◆ WHAT YOU ARE ASKED TO DO: Return every line of the data below that contains the word "dresser", matching case exactly.

##### PROVIDED INFORMATION #####

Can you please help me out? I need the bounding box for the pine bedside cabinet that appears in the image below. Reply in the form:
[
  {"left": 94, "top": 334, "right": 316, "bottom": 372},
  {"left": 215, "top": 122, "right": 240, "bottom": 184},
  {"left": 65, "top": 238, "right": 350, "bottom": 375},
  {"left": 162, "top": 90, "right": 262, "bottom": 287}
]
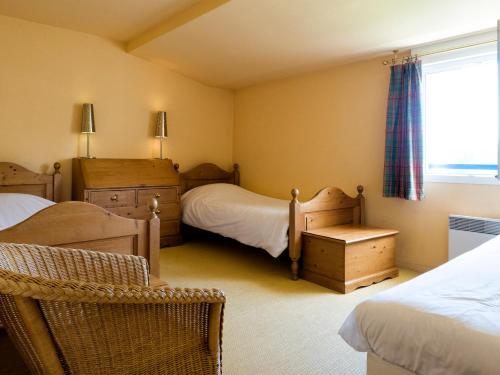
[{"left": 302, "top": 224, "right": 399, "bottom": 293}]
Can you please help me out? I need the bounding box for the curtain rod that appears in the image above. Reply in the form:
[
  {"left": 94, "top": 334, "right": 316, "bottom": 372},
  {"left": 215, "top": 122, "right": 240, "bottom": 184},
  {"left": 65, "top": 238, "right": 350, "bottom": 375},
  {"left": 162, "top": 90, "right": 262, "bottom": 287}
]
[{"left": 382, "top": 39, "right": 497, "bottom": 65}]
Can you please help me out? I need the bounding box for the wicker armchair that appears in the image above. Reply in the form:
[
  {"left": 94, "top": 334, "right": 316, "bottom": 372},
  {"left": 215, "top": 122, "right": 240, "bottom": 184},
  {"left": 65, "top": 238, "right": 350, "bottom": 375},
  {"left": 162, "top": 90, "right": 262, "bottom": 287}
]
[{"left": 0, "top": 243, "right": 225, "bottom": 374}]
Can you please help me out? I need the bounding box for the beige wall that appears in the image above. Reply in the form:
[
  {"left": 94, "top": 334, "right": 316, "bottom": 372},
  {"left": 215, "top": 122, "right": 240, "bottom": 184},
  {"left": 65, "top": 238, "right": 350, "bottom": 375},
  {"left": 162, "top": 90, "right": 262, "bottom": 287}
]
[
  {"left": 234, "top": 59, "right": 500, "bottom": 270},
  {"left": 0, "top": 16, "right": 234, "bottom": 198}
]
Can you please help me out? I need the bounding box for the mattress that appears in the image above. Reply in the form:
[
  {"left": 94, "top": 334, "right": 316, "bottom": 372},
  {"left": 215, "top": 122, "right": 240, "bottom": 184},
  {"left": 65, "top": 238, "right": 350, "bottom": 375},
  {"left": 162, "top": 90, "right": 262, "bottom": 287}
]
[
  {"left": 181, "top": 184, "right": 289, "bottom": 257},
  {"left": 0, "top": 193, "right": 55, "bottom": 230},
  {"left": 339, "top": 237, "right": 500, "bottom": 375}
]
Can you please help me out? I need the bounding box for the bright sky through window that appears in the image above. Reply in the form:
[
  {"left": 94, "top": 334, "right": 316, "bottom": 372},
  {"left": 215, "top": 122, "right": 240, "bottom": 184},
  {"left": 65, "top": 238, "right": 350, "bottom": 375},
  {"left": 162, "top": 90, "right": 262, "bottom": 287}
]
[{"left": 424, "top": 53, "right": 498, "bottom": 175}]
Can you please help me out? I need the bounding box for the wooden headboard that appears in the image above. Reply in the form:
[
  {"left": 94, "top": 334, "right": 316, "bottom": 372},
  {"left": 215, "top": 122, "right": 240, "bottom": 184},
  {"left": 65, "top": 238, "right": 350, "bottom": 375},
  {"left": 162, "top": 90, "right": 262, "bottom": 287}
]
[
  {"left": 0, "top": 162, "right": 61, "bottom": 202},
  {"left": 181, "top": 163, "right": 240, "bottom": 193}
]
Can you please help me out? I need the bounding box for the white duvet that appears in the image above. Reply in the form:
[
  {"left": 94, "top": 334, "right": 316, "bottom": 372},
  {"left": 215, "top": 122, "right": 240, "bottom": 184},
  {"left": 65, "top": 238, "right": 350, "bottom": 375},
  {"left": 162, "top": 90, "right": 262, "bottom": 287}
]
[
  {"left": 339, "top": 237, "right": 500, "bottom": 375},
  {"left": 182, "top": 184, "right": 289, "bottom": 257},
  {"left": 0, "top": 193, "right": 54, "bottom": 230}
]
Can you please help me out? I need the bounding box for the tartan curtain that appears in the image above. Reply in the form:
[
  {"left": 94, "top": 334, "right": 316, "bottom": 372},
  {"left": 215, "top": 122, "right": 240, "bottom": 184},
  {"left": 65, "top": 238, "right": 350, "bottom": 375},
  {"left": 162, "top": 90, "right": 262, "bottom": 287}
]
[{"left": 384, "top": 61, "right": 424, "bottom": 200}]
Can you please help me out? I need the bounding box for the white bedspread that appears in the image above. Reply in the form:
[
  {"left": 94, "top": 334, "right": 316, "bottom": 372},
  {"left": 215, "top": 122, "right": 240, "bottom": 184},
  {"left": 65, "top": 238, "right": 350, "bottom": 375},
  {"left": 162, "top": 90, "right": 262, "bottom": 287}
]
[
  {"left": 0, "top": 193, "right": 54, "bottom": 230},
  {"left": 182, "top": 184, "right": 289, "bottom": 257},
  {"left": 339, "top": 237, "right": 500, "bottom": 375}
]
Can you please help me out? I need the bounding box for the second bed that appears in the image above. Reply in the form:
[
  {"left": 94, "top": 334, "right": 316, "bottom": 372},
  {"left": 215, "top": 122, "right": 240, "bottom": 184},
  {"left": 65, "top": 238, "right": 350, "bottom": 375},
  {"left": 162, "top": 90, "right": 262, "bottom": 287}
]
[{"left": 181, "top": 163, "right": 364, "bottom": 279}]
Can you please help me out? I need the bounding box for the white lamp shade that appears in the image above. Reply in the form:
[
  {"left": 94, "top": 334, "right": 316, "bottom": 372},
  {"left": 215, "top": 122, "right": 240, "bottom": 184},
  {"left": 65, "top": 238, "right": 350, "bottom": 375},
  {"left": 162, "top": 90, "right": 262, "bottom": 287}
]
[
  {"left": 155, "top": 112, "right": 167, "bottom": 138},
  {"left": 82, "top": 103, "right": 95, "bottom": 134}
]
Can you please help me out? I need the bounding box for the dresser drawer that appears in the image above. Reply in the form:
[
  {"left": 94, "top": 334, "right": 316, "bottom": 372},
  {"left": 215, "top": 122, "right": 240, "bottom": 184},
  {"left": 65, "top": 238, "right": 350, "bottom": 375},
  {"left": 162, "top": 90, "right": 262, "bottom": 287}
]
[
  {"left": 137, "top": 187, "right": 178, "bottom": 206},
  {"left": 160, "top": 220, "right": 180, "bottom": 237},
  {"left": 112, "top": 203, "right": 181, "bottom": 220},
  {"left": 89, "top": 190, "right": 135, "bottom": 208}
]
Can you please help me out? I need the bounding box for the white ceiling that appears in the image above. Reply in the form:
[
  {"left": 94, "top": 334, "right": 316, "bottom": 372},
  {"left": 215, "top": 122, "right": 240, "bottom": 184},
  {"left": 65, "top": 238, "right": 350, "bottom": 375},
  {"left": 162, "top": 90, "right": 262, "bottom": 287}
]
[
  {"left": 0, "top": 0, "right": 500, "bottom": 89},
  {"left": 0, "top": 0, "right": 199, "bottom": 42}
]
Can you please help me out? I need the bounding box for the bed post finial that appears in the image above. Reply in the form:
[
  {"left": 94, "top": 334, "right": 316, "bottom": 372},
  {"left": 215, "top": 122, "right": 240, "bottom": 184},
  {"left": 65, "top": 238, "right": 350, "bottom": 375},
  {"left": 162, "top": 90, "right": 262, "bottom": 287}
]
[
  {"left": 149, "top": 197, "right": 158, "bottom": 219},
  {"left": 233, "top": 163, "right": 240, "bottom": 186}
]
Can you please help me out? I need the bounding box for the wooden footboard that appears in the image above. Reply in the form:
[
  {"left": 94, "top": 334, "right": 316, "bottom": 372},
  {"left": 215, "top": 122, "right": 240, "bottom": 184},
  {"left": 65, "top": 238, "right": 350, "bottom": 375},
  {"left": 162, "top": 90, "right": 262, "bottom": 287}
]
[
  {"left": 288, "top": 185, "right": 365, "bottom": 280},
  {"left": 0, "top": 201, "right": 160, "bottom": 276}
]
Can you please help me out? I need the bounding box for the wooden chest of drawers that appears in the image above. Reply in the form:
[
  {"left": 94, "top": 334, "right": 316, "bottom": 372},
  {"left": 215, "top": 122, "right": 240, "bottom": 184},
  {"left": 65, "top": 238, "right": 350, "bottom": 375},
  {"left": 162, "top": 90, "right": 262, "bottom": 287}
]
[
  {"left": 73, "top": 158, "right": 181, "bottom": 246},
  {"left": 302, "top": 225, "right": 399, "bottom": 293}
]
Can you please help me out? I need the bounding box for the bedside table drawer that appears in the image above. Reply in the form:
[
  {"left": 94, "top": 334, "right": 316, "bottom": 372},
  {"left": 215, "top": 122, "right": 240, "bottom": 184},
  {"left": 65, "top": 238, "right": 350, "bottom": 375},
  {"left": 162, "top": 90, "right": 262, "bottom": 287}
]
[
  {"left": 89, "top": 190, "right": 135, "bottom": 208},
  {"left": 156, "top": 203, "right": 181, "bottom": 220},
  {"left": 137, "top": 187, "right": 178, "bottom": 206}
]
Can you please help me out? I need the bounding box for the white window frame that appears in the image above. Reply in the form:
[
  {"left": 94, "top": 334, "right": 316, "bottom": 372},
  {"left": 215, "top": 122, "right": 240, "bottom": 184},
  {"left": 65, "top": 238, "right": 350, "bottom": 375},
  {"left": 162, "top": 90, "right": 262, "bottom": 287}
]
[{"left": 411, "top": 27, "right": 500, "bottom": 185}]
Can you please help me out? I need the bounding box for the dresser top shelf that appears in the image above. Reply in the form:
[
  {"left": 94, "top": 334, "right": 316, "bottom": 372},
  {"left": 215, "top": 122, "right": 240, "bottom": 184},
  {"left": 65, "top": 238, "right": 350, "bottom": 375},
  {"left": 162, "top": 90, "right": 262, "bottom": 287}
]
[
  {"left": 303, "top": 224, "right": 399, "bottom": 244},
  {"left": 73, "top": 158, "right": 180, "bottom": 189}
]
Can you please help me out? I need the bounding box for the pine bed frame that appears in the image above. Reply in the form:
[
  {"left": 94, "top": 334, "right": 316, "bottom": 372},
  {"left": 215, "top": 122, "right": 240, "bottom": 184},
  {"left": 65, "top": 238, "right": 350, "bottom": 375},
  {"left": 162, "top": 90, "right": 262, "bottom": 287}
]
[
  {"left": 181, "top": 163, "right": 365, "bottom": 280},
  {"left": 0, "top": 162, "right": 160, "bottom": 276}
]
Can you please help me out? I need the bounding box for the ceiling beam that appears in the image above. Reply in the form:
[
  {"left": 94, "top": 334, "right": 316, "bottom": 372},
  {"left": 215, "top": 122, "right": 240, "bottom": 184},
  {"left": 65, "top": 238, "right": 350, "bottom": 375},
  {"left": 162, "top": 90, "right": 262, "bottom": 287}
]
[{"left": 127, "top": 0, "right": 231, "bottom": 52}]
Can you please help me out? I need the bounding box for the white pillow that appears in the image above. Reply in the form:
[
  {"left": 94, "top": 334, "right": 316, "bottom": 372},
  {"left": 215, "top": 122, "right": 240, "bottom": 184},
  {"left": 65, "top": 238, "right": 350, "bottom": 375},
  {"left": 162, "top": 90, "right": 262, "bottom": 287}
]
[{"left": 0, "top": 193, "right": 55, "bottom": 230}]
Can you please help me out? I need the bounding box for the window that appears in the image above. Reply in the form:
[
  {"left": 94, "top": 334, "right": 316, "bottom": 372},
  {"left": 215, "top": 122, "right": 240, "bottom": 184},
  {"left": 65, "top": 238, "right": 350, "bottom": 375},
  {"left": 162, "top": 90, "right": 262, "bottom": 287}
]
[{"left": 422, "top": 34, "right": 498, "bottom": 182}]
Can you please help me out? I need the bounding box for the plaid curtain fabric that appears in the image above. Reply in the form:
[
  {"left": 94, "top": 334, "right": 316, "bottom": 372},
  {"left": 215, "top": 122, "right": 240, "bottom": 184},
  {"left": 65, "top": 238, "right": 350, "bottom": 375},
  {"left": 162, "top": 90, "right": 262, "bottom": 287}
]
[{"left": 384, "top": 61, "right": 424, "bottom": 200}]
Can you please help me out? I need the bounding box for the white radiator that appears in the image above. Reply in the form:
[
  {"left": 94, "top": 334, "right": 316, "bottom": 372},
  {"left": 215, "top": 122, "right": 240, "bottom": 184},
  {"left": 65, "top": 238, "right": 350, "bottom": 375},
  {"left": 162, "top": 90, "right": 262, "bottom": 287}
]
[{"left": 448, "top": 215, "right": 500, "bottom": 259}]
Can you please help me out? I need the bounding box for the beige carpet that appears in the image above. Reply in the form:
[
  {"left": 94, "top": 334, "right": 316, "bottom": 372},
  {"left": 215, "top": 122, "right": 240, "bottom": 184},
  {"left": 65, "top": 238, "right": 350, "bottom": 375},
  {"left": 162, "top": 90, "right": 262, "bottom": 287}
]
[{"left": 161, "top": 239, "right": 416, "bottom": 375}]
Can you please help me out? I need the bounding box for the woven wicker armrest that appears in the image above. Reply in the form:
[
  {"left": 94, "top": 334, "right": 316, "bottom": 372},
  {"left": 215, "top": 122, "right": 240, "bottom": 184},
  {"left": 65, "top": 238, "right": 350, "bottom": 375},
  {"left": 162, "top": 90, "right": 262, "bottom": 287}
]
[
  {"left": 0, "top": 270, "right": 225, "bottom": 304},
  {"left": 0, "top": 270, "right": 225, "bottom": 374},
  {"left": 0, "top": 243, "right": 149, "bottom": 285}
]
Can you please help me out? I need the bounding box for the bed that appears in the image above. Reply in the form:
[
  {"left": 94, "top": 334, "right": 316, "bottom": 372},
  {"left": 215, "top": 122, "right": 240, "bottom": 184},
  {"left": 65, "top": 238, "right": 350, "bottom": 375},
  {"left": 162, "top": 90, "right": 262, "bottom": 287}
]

#####

◆ SOLUTION FOR THIS PROBLEM:
Can you please help me out? I need the bounding box for the dresser drawer that appears in the image above. Reply in the form:
Can you please help me out? I need the bounding box for the dresser top shelf that appears in the image above. Reply in the form:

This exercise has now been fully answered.